Excerpt to read =
2.4 KiB
2.4 KiB
PDF Text Extraction - Quick Start Guide
Components
- PDF Extractor CLI (
pdf_extractor.py) - Command-line tool for local files and URLs - PDF Daemon API (
pdf_daemon.py) - FastAPI service for programmatic access
Option 1: CLI Tool (Simple)
Usage
# Extract from local file (auto-saves to same directory with .txt extension)
python3 pdf_extractor.py document.pdf
# With custom output path
python3 pdf_extractor.py document.pdf --output result.txt
# From URL (downloads and extracts, saves to current directory)
python3 pdf_extractor.py https://example.com/doc.pdf
Speed
- ~0.39s for 1.2MB PDF (~80 pages)
- ~0.40s for 437KB PDF (~15 pages)
Option 2: API Daemon (Service Mode)
Start the daemon
# Using uvicorn (default port 8000)
uvicorn pdf_daemon:app --host 0.0.0.0 --port 8000
# Or run directly with custom port
python3 pdf_daemon.py --port 5006
API Endpoints
Health Check:
curl http://localhost:8000/health
Extract PDF from URL:
curl "http://localhost:8000/extract?url=https://example.com/doc.pdf"
With custom output file:
curl "http://localhost:8000/extract?url=https://example.com/doc.pdf&output_file=result.txt"

Required task 1 = Translate this line from the PDF extraction guide into Spanish: "Extract from local file (auto-saves to same directory with .txt extension)"
Required task 2 =
Answer these questions from the PDF extraction guide:
(a) Which port does uvicorn use by default?
(b) How long does the CLI tool take on a 1.2MB PDF?
(c) What kind of service is the PDF Daemon API?
Required task 3 = Continue the PDF extraction guide from where it stops.
The material placed after this guide comes from a separate source.

Stored records =
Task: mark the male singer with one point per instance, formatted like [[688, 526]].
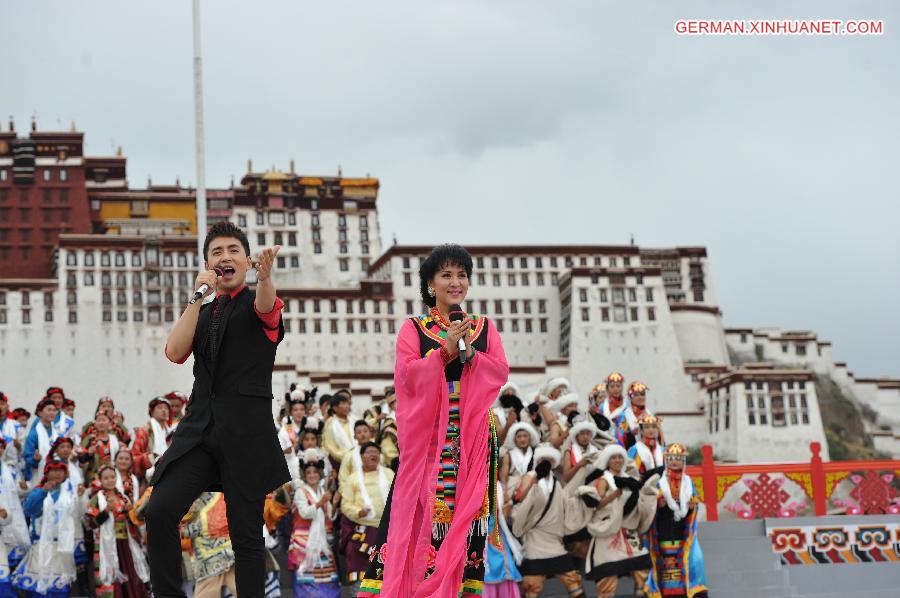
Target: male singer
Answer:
[[227, 440]]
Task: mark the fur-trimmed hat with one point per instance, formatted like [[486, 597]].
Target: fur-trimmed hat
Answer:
[[510, 385], [546, 452], [555, 383], [518, 427], [583, 426], [176, 394], [636, 388], [158, 401], [312, 456], [43, 404], [609, 451], [676, 450]]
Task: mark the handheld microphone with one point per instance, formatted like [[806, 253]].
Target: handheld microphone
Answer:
[[204, 287], [457, 315]]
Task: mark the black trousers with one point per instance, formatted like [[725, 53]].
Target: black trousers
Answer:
[[183, 481]]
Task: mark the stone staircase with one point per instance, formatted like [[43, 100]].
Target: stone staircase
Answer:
[[740, 562]]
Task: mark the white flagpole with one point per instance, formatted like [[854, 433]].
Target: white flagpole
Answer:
[[200, 154]]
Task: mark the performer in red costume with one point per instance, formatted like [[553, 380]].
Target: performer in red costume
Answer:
[[431, 541]]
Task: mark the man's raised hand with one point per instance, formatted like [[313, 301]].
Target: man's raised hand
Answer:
[[265, 261]]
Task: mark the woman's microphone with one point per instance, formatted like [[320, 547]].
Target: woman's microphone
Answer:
[[457, 315]]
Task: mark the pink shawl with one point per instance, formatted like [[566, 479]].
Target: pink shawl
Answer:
[[422, 409]]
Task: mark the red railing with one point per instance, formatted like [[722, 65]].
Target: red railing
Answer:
[[872, 493]]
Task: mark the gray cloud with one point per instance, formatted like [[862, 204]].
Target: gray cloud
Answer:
[[565, 121]]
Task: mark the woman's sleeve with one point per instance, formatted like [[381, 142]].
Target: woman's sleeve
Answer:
[[34, 503], [305, 508], [490, 369], [29, 450], [418, 381]]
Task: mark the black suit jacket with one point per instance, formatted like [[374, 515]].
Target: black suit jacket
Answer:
[[234, 397]]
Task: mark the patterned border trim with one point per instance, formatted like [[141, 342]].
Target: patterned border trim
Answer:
[[832, 544]]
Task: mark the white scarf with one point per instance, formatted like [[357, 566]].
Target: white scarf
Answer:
[[113, 446], [159, 437], [120, 486], [364, 494], [57, 537], [519, 459], [610, 481], [9, 500], [317, 542], [109, 572], [75, 473], [340, 434], [514, 546], [546, 484], [649, 459], [611, 415], [45, 441], [580, 453], [388, 413], [500, 416], [65, 426], [680, 508]]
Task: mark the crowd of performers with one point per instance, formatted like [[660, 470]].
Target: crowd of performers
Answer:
[[586, 491]]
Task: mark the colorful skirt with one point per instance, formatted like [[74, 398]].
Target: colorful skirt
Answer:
[[322, 581], [132, 587], [472, 583]]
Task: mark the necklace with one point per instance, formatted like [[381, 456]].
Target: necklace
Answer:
[[437, 317]]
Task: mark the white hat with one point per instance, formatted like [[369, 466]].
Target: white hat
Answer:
[[581, 427], [555, 383], [545, 452], [608, 451], [564, 401], [312, 455], [510, 385], [518, 427]]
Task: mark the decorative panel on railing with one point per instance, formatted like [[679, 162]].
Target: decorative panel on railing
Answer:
[[767, 490]]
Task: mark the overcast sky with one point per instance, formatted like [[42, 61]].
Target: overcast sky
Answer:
[[524, 122]]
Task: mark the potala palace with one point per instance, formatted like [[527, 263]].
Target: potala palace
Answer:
[[93, 272]]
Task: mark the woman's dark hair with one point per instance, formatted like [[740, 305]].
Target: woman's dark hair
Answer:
[[368, 445], [338, 399], [449, 254], [225, 229]]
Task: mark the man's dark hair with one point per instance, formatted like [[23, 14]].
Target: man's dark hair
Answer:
[[448, 254], [338, 399], [225, 229]]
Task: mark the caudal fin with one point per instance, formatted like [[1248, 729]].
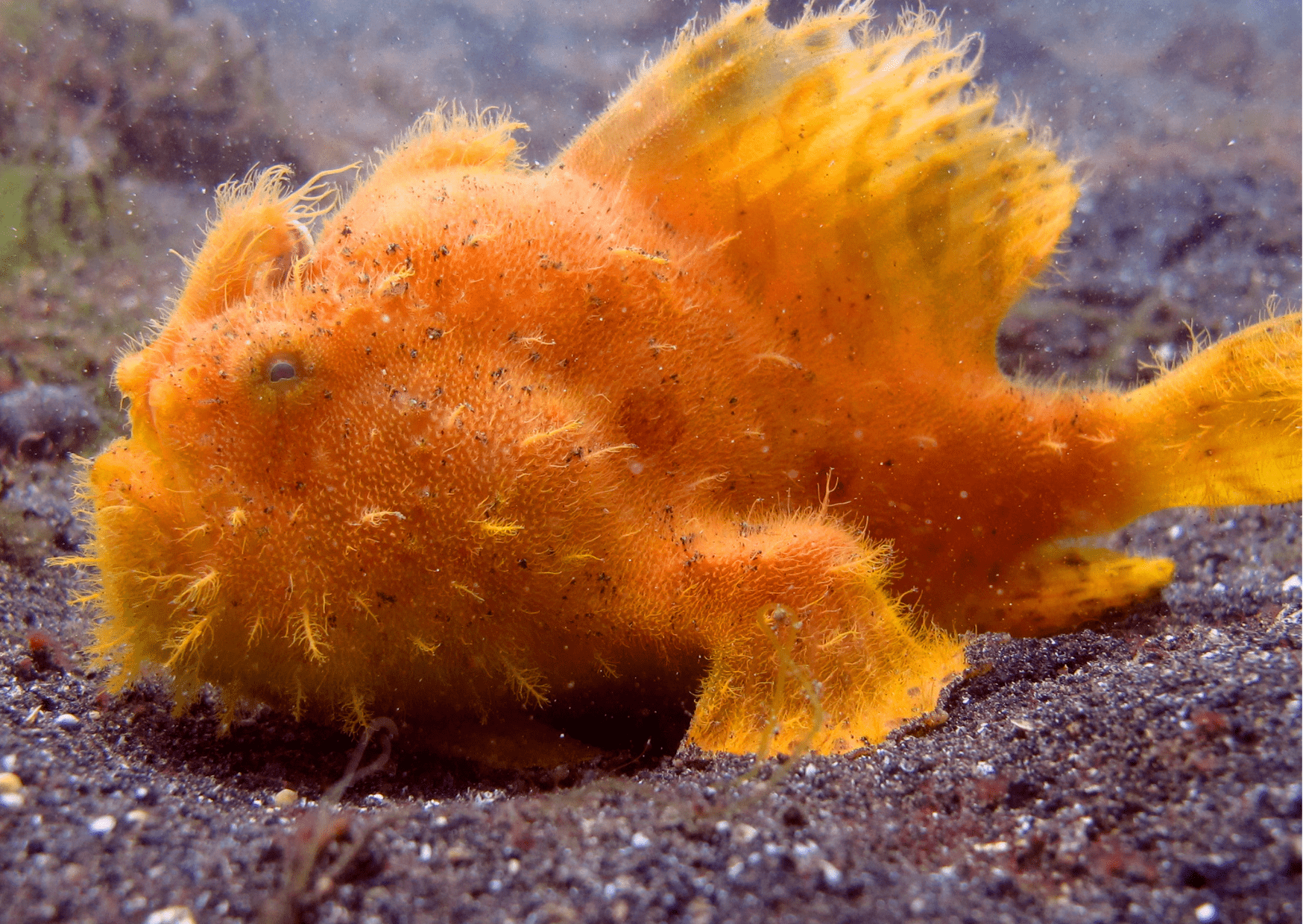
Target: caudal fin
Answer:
[[1222, 428]]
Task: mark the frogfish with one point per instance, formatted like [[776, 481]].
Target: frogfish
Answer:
[[701, 420]]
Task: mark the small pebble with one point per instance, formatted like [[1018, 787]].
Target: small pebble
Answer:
[[176, 914]]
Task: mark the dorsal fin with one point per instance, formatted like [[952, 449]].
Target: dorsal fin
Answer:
[[845, 165], [449, 136]]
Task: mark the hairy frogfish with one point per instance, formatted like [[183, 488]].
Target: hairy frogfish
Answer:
[[703, 419]]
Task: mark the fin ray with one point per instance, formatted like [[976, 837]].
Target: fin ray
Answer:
[[853, 167]]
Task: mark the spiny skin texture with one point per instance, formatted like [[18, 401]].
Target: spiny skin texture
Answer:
[[507, 452]]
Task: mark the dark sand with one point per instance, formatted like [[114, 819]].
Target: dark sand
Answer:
[[1146, 770]]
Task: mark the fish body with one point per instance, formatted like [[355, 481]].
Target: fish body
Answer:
[[545, 461]]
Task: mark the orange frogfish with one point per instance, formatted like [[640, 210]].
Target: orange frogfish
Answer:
[[543, 461]]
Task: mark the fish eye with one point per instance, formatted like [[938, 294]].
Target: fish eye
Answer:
[[282, 370]]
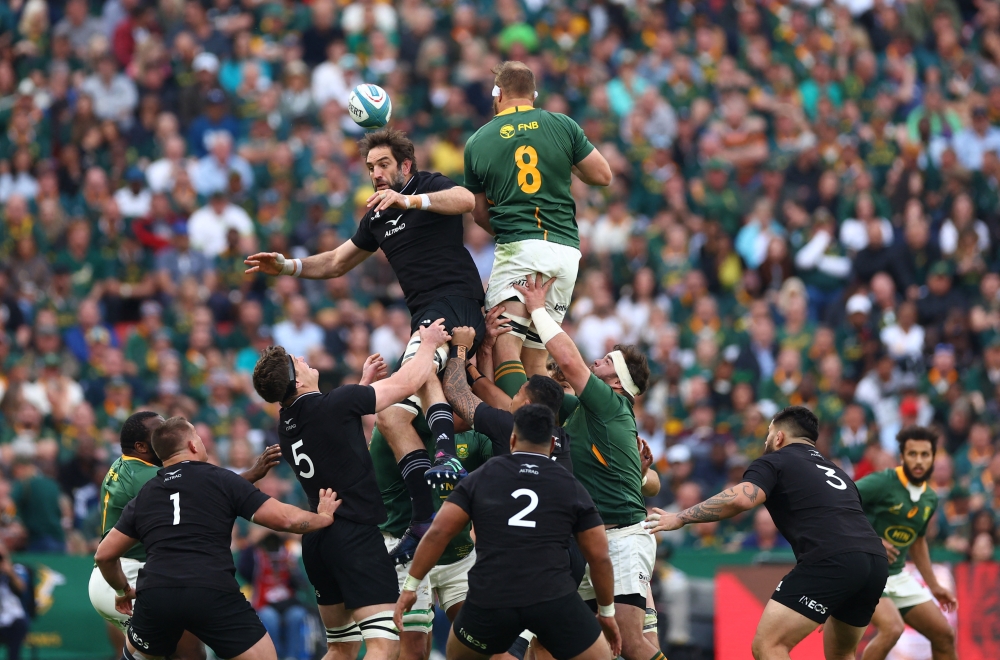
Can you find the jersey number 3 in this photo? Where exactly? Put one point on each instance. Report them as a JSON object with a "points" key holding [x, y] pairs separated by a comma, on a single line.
{"points": [[529, 179], [517, 520], [839, 485], [302, 458]]}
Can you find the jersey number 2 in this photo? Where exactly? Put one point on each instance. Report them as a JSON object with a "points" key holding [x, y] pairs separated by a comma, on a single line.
{"points": [[529, 179], [840, 485], [300, 458], [518, 520]]}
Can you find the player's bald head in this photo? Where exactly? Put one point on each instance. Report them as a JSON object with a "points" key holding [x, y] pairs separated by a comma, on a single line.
{"points": [[515, 79]]}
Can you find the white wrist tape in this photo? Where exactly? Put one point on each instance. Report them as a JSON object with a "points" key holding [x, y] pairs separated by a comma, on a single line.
{"points": [[410, 583], [545, 325]]}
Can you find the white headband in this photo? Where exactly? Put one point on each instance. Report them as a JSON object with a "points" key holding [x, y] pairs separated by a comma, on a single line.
{"points": [[621, 369], [496, 91]]}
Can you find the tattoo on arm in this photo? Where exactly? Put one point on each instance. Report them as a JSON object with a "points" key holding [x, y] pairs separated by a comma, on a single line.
{"points": [[456, 390]]}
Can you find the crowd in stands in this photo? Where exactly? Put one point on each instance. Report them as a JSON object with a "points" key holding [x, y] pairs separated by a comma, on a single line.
{"points": [[805, 210]]}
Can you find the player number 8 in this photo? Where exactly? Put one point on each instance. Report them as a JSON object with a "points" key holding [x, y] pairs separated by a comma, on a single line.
{"points": [[528, 169]]}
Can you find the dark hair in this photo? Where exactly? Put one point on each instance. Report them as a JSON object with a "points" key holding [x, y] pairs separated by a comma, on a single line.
{"points": [[400, 145], [515, 79], [638, 366], [270, 374], [919, 433], [135, 430], [169, 437], [534, 423], [799, 421], [545, 392]]}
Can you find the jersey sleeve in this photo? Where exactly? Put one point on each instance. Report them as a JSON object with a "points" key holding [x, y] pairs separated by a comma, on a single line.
{"points": [[126, 521], [355, 399], [496, 425], [598, 397], [363, 237], [763, 473], [472, 182], [245, 497]]}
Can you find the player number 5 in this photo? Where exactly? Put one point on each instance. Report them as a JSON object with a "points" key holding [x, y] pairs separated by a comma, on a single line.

Exercise answer 1 = Extraer de un archivo local (se guarda automáticamente en el mismo directorio con la extensión .txt)

Exercise answer 2 =
(a) Port 8000.
(b) About 0.39 seconds.
(c) A FastAPI service.

Exercise answer 3 =
Python Client Example
import requests
response = requests.get(
"http://localhost:8000/extract",
params={"url": "https://example.com/doc.pdf"}
)
data = response.json()
print(data['text'])
print(f"Extracted in {data['extraction_time_ms']:.2f}ms")
Performance Summary
| File | Size | Pages | Time |
|---|---|---|---|
| Academic dissertation | 1.2 MB | ~80 | ~390ms |
| Technical spec | 437 KB | ~15 | ~400ms |
| Sample PDF (API test) | 424 KB | 5 | ~80ms |
Total round-trip time including download: typically <1 second for most PDFs.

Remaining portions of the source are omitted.